**INFORMATION GIVEN:**
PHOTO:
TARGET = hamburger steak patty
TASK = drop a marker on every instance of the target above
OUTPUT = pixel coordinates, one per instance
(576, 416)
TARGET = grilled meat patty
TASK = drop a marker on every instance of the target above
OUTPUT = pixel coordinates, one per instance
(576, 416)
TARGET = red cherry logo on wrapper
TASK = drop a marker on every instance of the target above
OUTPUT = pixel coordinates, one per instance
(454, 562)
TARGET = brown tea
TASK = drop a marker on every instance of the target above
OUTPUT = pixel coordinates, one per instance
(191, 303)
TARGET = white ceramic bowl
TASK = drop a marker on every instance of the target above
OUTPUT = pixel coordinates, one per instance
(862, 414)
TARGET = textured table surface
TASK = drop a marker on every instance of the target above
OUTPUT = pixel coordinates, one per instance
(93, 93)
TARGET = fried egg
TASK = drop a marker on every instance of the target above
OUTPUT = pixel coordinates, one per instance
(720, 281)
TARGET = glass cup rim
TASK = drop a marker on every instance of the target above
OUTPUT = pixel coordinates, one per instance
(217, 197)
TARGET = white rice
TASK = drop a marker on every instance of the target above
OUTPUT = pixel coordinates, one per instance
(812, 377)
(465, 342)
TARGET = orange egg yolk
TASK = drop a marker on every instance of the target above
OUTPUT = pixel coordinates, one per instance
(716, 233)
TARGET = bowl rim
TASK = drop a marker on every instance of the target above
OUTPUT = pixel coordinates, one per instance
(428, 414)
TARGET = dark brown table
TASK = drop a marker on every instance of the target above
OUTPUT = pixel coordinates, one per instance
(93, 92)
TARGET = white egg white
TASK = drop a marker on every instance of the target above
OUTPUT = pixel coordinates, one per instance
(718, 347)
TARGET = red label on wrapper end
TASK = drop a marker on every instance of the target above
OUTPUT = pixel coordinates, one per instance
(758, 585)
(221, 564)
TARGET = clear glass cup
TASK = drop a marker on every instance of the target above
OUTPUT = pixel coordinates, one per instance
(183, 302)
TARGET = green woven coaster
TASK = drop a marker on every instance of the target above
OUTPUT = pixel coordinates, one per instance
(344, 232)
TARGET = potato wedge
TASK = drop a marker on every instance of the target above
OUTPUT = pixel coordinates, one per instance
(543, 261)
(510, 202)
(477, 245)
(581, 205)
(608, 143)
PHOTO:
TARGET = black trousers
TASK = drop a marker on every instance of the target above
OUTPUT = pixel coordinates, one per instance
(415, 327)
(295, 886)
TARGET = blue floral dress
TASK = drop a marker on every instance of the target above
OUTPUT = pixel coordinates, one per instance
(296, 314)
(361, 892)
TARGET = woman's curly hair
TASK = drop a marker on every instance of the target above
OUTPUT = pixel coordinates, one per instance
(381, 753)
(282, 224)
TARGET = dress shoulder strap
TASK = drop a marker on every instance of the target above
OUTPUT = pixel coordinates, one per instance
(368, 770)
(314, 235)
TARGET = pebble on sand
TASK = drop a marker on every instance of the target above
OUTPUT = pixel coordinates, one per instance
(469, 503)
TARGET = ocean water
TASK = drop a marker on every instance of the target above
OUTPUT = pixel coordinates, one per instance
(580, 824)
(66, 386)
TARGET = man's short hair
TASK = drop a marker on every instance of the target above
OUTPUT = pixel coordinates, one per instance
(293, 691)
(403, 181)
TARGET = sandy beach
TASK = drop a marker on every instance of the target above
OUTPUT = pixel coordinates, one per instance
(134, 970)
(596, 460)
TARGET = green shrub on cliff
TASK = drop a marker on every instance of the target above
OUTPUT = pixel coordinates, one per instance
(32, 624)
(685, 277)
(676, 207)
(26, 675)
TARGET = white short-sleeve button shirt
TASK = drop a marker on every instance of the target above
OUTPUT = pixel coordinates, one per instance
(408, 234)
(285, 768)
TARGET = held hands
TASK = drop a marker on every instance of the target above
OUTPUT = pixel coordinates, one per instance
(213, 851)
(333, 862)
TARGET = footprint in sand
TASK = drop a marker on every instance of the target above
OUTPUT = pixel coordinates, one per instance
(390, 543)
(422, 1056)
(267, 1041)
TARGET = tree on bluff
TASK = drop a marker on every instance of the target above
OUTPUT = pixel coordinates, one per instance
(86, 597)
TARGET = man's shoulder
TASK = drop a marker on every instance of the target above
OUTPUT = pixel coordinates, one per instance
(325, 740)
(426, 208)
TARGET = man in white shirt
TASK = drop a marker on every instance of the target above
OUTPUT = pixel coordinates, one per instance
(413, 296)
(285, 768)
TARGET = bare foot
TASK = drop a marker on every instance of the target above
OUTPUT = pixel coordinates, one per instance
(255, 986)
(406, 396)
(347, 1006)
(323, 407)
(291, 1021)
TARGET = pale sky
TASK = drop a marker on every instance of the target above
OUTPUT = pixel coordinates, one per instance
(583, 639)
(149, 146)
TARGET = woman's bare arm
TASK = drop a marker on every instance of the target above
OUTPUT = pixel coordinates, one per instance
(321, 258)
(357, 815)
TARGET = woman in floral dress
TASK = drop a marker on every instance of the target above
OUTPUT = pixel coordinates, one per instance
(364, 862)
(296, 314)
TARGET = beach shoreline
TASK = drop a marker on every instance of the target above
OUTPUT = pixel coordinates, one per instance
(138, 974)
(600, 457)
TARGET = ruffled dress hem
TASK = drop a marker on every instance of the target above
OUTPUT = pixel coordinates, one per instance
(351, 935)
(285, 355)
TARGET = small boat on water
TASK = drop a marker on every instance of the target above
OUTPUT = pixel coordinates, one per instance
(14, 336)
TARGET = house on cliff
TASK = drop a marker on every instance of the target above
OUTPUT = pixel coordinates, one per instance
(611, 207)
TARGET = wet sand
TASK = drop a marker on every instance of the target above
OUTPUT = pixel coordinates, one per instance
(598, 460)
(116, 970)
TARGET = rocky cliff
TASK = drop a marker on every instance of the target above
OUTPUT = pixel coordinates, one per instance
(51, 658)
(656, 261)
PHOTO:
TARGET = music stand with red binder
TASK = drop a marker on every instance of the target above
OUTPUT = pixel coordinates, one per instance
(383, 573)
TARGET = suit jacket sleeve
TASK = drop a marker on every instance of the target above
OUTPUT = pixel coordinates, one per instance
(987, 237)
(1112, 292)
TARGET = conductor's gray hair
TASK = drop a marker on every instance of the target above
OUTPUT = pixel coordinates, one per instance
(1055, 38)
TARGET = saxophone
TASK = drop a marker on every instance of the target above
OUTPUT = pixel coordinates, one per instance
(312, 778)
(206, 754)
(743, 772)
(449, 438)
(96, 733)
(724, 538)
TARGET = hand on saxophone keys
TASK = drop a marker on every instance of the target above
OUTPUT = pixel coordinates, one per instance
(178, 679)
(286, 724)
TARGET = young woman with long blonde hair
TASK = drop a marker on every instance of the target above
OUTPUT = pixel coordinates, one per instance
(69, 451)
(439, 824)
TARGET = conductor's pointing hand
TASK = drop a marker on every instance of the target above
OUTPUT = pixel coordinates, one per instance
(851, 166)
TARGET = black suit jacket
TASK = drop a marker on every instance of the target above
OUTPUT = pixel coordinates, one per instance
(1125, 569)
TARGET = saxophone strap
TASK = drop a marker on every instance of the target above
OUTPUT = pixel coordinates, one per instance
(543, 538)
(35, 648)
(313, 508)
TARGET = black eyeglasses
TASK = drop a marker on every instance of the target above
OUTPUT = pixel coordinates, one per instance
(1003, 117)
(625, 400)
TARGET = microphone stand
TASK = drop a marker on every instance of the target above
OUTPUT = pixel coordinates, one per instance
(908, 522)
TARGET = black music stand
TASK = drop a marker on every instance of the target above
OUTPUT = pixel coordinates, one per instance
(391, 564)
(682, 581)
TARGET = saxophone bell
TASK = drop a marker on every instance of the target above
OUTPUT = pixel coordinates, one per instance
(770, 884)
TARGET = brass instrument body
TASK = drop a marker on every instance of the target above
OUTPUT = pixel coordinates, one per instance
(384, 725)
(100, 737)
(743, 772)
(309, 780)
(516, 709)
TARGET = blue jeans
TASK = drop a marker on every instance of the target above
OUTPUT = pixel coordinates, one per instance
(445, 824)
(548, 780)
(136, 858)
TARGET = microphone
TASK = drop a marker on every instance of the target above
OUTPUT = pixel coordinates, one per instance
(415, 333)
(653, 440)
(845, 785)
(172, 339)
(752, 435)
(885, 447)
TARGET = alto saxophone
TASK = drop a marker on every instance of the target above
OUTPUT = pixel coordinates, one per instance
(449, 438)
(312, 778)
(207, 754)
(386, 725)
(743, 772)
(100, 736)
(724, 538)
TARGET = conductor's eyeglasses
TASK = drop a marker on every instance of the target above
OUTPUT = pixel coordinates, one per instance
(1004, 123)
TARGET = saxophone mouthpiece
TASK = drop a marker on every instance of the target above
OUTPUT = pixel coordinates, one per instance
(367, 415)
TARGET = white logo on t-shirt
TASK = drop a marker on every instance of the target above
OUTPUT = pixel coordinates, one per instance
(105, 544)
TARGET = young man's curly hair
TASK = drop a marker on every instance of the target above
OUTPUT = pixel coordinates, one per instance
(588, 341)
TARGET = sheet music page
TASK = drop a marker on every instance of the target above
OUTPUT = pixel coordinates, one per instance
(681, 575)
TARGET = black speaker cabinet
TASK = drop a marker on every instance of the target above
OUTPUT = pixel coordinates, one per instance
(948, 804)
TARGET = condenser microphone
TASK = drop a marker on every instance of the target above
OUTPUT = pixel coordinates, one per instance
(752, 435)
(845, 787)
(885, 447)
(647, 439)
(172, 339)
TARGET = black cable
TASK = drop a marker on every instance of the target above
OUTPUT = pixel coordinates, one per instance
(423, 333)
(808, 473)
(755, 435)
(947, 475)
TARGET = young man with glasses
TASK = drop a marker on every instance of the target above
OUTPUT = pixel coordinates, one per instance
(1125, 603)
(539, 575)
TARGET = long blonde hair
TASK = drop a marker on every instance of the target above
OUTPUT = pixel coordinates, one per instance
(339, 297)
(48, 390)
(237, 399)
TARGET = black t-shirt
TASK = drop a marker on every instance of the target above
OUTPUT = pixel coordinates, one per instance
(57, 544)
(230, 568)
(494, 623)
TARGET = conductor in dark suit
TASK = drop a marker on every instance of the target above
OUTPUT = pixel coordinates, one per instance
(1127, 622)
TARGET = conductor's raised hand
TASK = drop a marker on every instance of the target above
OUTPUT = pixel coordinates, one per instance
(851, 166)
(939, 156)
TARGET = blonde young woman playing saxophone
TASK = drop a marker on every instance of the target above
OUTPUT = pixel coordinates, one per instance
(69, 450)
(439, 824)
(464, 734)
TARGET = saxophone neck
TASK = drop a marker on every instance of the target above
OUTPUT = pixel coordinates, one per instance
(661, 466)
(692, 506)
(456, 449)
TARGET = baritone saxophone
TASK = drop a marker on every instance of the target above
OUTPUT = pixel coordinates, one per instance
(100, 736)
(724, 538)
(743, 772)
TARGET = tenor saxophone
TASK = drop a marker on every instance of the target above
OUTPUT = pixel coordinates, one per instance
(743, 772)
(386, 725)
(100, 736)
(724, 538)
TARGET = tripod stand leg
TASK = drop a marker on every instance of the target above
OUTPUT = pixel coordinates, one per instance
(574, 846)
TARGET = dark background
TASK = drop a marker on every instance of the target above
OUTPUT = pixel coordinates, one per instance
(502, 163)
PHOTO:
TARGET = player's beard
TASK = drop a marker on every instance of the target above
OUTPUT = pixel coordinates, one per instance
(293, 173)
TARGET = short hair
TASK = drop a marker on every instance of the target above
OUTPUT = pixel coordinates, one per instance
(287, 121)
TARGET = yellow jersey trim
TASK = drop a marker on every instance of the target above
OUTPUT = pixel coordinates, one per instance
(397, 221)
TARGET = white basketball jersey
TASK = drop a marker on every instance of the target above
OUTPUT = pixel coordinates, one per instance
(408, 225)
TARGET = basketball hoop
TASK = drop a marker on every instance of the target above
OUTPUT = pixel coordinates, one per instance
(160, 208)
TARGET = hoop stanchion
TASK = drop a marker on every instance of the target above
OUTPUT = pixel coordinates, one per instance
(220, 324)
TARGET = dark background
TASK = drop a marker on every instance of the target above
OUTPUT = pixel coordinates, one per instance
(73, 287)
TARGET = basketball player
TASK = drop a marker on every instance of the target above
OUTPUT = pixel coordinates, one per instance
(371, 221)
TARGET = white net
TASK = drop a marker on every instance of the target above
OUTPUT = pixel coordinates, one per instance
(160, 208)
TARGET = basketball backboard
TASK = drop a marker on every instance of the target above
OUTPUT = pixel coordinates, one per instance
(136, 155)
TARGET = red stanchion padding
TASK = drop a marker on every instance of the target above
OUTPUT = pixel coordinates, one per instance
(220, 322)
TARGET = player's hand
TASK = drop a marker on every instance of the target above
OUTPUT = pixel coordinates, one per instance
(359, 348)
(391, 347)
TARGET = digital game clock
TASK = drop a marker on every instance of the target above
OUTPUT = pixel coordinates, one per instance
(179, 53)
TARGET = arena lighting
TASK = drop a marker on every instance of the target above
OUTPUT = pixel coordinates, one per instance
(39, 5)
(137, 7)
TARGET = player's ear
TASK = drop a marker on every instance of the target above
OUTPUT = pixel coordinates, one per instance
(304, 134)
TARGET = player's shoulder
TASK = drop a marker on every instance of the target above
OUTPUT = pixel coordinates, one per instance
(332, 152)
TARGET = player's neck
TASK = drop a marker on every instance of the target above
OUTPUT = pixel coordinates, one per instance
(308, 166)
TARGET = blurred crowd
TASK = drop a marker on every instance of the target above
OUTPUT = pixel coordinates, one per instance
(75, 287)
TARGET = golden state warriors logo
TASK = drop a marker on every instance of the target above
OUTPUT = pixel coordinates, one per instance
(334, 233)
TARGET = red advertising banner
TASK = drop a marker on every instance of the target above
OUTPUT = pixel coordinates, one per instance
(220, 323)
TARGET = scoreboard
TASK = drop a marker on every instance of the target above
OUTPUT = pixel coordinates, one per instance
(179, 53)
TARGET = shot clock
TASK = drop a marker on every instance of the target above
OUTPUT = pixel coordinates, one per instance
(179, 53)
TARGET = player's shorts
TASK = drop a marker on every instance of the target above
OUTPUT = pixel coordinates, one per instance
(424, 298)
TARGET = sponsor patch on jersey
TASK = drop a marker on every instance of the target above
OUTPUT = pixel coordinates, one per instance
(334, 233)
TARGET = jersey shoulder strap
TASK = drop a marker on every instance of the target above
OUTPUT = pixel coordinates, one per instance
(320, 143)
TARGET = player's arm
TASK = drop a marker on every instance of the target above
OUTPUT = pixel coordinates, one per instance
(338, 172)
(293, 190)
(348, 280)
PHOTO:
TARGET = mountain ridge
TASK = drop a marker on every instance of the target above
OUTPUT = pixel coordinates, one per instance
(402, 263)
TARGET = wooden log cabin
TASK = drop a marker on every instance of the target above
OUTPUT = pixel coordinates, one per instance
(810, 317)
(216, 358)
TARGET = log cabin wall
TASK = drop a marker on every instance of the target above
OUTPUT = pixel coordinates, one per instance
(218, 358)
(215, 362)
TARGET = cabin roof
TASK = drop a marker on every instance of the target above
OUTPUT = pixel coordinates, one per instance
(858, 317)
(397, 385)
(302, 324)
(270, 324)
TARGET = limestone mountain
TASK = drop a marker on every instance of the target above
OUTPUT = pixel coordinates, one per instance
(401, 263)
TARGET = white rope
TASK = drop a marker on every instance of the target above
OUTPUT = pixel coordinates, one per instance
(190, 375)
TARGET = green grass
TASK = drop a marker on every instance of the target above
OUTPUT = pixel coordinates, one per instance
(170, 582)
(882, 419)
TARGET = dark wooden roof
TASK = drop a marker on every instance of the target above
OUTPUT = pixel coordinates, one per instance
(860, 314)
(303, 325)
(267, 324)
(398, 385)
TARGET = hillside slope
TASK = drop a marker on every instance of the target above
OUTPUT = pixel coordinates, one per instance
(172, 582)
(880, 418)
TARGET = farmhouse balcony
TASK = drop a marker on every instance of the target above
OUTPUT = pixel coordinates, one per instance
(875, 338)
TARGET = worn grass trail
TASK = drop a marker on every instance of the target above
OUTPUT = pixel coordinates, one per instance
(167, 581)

**PROBLEM TO SOLVE:** Return every line from the one holding "TARGET = dark wooden roof" through the end of the data, exactly as it appears, with both ends kept and nothing else.

**COMPLETED EXERCISE:**
TARGET = dark wooden roof
TASK = drop a marker on every instance of the target above
OUTPUT = pixel coordinates, one per instance
(860, 314)
(303, 325)
(267, 324)
(398, 385)
TARGET = hillside slope
TASK = drop a marker on every instance of the target above
OUTPUT = pixel coordinates, one per instance
(172, 582)
(880, 418)
TARGET = farmhouse balcony
TASK = drop a marker on every instance of the target above
OUTPUT = pixel coordinates, one per instance
(875, 338)
TARGET = worn grass trail
TASK = drop a marker on every instance of the target above
OUTPUT = pixel coordinates, one per instance
(167, 581)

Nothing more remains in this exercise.